%%

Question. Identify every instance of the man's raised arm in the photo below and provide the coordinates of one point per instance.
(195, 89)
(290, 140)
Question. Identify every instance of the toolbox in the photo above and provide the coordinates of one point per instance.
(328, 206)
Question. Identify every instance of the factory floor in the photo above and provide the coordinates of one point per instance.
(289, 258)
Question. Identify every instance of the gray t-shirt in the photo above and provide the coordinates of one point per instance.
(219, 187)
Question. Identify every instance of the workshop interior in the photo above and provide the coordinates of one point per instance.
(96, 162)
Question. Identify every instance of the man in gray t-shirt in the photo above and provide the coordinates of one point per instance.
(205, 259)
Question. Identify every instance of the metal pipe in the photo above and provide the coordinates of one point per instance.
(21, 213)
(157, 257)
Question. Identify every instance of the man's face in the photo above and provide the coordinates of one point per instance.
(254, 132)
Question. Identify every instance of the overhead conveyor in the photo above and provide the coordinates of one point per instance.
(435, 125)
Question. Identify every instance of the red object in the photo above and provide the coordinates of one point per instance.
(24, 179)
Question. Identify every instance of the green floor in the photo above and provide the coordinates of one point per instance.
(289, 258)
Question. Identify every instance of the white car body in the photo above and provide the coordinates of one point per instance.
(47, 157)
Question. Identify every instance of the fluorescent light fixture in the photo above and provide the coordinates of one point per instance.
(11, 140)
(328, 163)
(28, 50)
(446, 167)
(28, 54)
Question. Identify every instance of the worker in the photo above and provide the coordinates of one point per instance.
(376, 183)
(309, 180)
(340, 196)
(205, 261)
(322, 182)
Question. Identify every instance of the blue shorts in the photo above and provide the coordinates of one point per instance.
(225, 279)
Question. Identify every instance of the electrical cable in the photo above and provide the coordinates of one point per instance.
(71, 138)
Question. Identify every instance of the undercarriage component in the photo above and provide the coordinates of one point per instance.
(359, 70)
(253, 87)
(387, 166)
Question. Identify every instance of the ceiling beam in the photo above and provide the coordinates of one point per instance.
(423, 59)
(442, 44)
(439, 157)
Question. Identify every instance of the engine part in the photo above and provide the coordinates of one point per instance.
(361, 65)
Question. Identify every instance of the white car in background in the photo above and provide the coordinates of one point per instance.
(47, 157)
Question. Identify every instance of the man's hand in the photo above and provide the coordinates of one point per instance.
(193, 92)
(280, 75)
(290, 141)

%%

**Work to be completed**
Reproduce the items word for word, starting at the line that contains "Question. Identify every instance of the man's hand" and ending with the last line of the items, both included.

**Answer to the task**
Question. Identify every instance of the man's hand in the photo above and provide the coordinates of one point per instance.
(193, 92)
(280, 75)
(290, 141)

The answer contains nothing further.